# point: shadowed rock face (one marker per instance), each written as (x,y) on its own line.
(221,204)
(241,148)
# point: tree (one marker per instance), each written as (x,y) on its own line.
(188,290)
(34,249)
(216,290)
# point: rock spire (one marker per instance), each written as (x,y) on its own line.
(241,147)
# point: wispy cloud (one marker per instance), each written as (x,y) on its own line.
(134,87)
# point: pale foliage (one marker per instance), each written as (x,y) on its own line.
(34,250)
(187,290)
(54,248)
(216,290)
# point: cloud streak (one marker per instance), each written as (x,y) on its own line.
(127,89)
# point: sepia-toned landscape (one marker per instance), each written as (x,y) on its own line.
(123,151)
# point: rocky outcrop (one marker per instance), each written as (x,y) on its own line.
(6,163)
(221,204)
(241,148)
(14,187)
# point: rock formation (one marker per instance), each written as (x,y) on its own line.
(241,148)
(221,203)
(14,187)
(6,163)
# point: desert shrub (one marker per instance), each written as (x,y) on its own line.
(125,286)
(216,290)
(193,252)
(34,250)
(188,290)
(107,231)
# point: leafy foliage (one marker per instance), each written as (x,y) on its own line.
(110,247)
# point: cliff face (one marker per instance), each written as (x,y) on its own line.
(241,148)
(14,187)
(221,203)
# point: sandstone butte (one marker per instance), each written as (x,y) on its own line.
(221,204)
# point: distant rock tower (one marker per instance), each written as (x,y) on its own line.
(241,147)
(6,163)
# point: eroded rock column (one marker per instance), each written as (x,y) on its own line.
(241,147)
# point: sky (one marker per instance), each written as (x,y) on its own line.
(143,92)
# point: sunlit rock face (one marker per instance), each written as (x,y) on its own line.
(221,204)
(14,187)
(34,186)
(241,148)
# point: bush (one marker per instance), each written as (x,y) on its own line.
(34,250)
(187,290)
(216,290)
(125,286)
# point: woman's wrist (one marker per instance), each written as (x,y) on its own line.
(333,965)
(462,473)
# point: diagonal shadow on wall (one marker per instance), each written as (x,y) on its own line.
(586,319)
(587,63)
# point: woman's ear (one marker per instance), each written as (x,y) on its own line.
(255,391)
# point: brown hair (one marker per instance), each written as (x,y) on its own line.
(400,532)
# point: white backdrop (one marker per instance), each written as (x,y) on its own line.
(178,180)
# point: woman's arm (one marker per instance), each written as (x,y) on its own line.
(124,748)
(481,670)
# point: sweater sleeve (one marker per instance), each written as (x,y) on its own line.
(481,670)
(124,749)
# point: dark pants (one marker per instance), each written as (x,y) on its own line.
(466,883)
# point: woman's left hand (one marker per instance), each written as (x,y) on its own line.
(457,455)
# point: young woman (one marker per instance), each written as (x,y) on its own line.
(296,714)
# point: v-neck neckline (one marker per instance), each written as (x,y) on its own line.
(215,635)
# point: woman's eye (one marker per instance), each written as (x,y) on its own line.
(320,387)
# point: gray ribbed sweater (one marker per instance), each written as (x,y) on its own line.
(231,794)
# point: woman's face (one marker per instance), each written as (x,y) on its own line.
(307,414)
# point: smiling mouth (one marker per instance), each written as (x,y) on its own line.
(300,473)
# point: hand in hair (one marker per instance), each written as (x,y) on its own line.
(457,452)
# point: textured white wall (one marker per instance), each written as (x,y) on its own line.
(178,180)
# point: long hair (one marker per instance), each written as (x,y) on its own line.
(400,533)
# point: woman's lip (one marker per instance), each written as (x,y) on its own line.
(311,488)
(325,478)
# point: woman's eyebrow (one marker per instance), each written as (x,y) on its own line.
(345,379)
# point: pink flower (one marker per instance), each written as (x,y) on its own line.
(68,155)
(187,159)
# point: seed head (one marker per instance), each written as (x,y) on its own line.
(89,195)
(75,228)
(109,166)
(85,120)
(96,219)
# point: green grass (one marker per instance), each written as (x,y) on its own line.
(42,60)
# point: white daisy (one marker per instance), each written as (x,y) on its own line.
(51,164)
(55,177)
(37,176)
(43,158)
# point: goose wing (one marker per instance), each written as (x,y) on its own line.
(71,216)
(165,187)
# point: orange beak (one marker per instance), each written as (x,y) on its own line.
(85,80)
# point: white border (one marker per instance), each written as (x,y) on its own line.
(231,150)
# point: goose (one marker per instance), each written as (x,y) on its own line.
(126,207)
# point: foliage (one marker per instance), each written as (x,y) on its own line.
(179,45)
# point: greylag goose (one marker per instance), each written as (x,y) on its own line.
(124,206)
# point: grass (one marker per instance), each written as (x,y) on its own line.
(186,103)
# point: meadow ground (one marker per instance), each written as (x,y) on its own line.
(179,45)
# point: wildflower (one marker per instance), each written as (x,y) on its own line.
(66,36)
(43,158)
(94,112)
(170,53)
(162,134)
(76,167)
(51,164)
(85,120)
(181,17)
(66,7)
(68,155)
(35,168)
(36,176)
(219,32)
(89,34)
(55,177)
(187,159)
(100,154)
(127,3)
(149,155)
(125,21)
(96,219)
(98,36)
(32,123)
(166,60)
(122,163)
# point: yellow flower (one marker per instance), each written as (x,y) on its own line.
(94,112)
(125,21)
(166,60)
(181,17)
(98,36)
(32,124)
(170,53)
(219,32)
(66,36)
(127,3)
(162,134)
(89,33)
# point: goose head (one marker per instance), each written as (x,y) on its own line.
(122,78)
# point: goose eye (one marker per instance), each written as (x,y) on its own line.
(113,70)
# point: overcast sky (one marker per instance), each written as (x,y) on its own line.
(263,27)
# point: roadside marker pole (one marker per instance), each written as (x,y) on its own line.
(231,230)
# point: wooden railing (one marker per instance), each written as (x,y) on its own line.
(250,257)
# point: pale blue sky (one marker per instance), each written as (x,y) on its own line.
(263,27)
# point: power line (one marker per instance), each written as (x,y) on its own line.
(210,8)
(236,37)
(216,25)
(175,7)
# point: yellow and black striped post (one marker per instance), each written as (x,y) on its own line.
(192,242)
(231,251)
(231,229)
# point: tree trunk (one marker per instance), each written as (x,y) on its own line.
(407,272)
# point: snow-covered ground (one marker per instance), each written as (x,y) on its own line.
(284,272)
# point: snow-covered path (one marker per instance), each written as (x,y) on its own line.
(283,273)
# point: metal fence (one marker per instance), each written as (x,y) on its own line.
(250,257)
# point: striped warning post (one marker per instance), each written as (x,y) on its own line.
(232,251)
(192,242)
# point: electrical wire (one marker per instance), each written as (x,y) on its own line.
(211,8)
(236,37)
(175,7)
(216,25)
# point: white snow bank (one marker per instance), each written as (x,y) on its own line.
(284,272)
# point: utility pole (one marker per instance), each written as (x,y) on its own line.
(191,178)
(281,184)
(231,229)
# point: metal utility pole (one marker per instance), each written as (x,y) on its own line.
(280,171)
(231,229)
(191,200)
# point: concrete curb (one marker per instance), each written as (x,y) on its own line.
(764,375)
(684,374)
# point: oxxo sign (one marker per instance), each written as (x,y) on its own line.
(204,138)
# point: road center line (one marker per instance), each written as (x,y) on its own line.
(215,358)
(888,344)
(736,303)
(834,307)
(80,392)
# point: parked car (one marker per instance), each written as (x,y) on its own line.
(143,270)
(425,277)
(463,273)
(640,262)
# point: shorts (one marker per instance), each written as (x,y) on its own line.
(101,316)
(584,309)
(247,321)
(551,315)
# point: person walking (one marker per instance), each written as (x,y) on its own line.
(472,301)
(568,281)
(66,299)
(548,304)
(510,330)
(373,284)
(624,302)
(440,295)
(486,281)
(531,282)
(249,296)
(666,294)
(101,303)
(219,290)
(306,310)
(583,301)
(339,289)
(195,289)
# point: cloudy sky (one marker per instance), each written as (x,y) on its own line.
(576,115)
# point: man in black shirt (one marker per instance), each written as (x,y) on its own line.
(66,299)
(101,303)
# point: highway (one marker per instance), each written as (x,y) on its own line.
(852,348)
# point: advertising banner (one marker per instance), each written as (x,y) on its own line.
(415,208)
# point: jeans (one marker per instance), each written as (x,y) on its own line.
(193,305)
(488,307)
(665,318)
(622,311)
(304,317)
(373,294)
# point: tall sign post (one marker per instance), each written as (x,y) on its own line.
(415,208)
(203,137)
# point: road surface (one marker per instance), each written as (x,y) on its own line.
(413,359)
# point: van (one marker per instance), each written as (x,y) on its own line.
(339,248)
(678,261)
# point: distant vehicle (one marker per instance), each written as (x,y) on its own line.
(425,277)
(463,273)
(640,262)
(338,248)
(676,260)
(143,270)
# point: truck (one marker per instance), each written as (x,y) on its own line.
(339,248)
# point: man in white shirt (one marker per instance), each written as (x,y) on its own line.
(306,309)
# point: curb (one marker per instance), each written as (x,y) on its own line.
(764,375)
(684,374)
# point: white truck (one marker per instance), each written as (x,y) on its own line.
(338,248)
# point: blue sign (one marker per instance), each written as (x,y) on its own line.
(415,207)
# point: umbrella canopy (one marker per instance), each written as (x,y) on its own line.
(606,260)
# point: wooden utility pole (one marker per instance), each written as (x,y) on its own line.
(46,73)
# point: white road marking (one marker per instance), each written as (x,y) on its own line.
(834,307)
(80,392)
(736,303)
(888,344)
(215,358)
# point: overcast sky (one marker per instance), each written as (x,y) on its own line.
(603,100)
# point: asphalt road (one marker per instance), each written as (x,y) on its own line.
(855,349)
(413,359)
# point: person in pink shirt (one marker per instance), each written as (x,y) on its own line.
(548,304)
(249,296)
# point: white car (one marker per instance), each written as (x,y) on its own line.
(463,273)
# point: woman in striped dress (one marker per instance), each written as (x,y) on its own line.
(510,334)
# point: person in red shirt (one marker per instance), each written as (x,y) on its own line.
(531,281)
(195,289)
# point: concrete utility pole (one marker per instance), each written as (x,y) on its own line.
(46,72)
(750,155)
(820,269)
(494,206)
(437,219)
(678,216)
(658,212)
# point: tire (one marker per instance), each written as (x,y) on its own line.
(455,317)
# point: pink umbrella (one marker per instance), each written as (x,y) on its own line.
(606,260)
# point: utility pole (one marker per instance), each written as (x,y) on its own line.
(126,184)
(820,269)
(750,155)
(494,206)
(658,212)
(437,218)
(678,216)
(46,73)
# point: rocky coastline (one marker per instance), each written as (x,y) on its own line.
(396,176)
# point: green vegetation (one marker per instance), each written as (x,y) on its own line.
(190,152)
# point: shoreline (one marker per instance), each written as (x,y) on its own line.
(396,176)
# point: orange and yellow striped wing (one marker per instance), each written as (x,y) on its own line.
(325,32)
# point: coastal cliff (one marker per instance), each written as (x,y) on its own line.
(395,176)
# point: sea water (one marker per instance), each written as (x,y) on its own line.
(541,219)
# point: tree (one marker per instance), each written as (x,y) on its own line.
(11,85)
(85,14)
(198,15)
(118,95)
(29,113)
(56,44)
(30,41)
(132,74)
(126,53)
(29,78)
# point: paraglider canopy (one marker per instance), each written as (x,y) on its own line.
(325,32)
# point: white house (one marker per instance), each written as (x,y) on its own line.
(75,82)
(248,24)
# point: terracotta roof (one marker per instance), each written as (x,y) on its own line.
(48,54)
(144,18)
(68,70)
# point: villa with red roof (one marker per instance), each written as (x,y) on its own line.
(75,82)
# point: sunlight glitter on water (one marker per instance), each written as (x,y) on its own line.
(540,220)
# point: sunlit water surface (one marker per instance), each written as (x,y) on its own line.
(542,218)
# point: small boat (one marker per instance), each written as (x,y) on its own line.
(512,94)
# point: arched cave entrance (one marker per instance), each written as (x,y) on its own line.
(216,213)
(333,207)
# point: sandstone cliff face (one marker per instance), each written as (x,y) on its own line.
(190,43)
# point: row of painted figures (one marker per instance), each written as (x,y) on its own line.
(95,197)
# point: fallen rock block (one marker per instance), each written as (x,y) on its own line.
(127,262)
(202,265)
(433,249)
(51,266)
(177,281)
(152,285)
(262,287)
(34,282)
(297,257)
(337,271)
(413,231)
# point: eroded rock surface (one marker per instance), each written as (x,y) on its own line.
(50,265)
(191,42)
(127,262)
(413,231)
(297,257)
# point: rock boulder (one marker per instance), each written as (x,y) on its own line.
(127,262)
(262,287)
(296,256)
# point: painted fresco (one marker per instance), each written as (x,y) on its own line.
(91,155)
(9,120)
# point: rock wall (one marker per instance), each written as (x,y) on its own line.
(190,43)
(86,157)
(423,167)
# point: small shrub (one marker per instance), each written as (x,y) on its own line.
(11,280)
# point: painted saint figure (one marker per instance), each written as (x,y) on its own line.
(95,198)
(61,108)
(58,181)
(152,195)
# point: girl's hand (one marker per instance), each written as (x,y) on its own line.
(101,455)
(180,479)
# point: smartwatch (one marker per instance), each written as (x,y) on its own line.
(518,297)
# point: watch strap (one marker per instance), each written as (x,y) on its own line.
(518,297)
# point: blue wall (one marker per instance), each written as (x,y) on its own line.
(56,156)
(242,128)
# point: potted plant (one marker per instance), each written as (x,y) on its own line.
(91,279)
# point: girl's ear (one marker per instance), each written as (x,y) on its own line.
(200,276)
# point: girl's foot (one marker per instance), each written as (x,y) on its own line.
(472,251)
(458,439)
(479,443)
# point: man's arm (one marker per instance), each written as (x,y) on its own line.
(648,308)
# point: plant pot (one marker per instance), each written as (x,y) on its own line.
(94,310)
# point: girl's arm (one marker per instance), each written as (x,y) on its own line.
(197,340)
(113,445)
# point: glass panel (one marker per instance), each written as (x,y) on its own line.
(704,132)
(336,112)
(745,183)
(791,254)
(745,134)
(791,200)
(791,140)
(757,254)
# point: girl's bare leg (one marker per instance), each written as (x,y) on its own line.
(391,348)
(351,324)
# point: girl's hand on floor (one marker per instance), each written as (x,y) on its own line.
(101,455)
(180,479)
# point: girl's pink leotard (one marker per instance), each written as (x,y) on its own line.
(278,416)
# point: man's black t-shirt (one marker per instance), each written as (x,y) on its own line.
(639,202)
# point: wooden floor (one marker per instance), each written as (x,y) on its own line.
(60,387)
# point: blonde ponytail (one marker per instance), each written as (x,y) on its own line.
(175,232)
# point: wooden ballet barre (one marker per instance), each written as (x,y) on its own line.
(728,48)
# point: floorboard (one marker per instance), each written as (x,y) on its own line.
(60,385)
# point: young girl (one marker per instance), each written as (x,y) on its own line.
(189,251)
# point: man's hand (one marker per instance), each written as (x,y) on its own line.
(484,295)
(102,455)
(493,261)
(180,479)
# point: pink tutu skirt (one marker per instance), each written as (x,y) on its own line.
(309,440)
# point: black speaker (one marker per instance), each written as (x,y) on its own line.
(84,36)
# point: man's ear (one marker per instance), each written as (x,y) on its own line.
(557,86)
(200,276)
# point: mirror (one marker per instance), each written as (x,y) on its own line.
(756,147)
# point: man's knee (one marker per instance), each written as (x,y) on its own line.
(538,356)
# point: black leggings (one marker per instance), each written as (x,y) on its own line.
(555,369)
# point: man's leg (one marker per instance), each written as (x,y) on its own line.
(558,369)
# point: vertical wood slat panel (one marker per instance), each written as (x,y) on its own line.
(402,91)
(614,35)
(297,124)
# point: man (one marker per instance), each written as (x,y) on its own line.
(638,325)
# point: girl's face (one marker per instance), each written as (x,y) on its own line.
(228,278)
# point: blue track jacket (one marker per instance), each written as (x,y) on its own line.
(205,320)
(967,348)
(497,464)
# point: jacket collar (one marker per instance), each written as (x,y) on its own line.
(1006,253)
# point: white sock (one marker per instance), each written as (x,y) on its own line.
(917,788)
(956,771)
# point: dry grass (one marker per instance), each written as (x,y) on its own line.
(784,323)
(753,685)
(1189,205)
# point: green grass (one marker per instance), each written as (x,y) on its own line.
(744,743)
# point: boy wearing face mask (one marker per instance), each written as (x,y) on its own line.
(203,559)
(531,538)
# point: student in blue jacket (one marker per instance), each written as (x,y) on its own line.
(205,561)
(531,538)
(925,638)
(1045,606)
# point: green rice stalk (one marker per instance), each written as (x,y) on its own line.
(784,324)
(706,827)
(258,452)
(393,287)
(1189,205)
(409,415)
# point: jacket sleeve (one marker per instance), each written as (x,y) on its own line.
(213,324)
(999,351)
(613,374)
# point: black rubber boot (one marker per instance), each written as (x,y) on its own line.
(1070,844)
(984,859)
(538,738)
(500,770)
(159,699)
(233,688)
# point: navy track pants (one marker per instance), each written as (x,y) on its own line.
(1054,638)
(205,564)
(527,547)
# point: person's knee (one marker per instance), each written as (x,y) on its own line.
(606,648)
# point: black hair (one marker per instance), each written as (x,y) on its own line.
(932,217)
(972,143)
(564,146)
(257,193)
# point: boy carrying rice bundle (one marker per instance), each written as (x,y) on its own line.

+---+

Extract, exactly, the lines above that begin at the line containing "# point: person's" and end at the final line of the records; add no other text.

# point: person's knee (one marker per instance), each written as (x,y) on its own line.
(606,648)
# point: black hair (one marker per instance), each written as (x,y) on its own line.
(932,217)
(972,143)
(564,146)
(257,193)
# point: boy carrying rice bundle (one marker per instance), each written as (x,y) on its own line.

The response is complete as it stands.